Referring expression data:
────────────────────

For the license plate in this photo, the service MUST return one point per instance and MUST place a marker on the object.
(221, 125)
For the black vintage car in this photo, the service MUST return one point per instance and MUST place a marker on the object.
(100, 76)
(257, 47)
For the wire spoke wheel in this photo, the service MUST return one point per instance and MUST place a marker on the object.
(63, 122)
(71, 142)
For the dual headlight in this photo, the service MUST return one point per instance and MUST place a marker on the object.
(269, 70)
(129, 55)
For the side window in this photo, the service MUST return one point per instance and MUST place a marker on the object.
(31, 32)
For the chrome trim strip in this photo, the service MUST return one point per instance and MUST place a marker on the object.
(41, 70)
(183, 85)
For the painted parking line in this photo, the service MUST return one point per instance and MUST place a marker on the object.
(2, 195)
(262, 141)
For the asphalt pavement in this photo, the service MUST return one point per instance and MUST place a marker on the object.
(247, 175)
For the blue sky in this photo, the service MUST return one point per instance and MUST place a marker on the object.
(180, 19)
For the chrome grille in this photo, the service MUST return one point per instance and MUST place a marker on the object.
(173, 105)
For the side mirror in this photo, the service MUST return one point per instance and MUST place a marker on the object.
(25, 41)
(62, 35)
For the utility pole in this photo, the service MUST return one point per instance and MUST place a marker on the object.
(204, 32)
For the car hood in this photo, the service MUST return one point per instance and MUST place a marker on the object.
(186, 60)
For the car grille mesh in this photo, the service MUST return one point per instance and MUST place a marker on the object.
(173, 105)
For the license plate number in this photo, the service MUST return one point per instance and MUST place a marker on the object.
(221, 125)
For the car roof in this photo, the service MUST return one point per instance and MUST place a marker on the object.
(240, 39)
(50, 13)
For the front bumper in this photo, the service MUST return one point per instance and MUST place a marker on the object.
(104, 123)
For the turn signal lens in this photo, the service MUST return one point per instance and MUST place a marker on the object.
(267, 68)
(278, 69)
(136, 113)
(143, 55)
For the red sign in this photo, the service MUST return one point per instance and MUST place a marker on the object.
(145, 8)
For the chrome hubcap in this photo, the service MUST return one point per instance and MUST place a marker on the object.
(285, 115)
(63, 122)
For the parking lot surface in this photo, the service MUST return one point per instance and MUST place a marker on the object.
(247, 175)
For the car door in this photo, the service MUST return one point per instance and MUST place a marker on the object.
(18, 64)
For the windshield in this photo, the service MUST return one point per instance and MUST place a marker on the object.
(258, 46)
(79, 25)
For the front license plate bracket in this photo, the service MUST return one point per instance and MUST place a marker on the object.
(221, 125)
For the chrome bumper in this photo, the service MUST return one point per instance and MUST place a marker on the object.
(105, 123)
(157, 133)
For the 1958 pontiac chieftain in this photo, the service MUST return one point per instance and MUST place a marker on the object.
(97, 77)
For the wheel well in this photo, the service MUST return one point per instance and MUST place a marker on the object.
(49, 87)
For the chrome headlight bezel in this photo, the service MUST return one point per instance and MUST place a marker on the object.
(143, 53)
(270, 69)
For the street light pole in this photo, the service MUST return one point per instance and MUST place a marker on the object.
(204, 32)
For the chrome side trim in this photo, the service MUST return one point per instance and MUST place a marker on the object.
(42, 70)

────────────────────

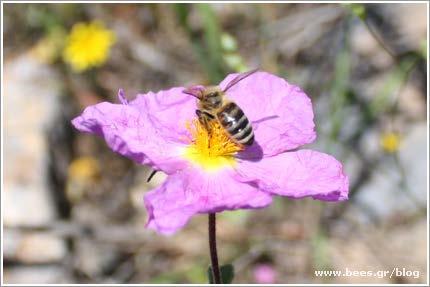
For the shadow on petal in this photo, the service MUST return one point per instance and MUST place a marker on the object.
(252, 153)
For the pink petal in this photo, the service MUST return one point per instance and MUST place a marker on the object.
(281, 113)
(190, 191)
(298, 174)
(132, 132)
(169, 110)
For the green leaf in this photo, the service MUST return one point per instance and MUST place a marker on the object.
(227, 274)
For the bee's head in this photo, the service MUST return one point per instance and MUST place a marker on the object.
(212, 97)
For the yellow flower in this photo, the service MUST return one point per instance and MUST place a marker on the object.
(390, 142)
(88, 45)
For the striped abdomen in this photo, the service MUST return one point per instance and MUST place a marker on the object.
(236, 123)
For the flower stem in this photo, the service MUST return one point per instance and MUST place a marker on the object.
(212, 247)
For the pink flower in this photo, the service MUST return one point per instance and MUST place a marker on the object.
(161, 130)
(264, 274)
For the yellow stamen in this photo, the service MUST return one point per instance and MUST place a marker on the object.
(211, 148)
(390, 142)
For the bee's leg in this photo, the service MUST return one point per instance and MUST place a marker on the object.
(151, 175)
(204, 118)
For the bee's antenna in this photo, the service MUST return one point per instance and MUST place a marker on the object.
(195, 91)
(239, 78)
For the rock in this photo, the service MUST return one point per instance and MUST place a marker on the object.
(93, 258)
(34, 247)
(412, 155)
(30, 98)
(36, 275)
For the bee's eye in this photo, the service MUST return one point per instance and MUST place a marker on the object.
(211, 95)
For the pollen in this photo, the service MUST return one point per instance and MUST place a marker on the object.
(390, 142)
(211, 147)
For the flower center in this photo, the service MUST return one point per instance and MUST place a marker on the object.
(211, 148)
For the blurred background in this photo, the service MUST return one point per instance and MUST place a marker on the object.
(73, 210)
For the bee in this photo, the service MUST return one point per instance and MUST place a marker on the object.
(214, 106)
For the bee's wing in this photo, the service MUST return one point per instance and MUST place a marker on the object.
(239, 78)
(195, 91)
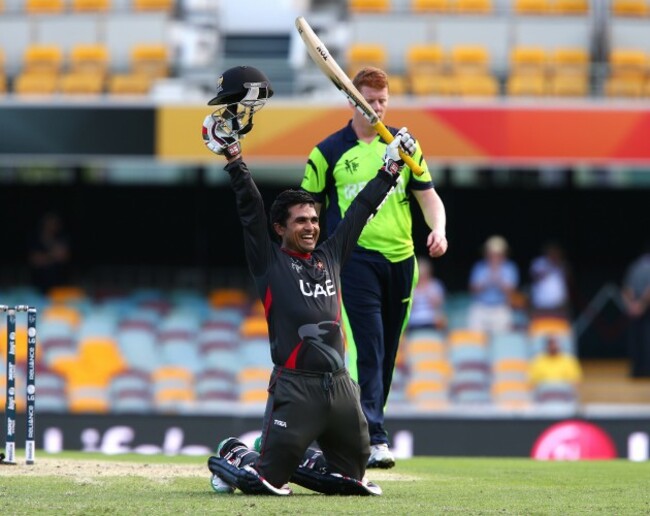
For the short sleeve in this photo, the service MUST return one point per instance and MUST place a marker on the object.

────────────────────

◆ REQUIRED WORK:
Of the lines above, copy only those from the one holding "For the bee's head" to the one holding "For the short", both included, and exclude every image.

◆ PROBLEM SOLUTION:
For the bee's head in this photo, the service MUST return one point per instance and MUST place a marker on the object.
(212, 97)
For the yellow flower in this photo, the service MUST return one point per instance and MUST place a marker on the object.
(390, 142)
(88, 45)
For the striped abdomen in this photo, the service MUST return one point per instance and MUST place a marker on the object.
(236, 123)
For the flower stem in this photo, the service MUST return one point per instance and MUST place a marker on the object.
(212, 247)
For the pink flower in this photo, the service MUST return one point per instance and MUST place a marker on the object.
(161, 130)
(264, 274)
For the yellow stamen in this photo, the service MUST return one point per instance and MUST place a marker on the object.
(211, 148)
(390, 142)
For the bee's leg in this photo, the service MUST return one point per instance and MUST place a marker on the object.
(151, 175)
(204, 118)
For the bee's antenna in this photo, the service MUST return one point per instance and MUST place a marker on the object.
(195, 91)
(239, 78)
For the rock in this photo, the service MUST return one point per instance and MUST place a marker on the object.
(93, 258)
(34, 247)
(412, 155)
(30, 98)
(36, 275)
For the bee's eye in this photo, the service MUST return one point per instance and MUST place a marker on the object.
(211, 95)
For the pollen in this photo, the service MUST return one point per instance and MUST place a marker on the object.
(390, 142)
(211, 147)
For the flower center in this photo, the service MUST return one point per instance and MUST place a marker on the object.
(211, 148)
For the blurred background in this photo, the service MUST return one point per instance and MUST place a marker on the object.
(73, 210)
For the bee in this photo, the service MUST return one point per instance and MUST place a marker on the object.
(214, 106)
For the bee's wing in this photo, the service MUST return one point per instance and MUST place a marker on the object.
(239, 78)
(195, 91)
For the short sleeve in this photo, the service MUST return one point per instance and MUST place a marker on the object.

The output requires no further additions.